* Problem description
Quote the line containing "Annotation guideline: for each instance of the distant" and all lines that follow it in the listing below, exactly as written.

---------- Excerpted records ----------

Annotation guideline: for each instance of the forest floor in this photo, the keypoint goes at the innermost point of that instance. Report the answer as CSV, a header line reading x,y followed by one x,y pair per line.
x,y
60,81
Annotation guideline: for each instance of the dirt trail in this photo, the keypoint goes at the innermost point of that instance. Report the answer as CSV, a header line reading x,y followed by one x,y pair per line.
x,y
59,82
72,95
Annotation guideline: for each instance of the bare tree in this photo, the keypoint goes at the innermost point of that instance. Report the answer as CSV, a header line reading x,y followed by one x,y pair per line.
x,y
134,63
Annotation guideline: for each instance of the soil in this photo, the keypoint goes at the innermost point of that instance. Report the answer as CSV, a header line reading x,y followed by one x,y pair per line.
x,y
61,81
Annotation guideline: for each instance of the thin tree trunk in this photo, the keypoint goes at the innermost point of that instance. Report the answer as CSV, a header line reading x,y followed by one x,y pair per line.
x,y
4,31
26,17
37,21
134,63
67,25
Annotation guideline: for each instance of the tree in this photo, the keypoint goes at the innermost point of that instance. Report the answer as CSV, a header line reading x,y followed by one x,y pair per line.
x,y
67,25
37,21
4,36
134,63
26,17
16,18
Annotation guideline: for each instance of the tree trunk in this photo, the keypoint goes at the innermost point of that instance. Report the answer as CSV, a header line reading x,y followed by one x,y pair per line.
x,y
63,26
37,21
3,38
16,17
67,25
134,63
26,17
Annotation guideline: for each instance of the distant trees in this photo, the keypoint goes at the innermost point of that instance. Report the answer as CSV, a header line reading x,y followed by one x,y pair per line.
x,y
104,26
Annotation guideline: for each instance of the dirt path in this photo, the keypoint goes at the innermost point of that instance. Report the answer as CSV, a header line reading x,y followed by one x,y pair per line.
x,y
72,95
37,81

----------

* Written response
Annotation guideline: for each instance of the distant trees in this photo, the keypoint goes at the innermost point of that instance. Report the answer as CSV, a header line reading x,y followed by one x,y pair per line.
x,y
104,26
Annotation guideline: for each instance of the dirt path in this photo, the keypoint goes at the innermost point of that instance. Report the answer as CSV, a header line reading x,y followed by one x,y pair per line.
x,y
72,95
37,81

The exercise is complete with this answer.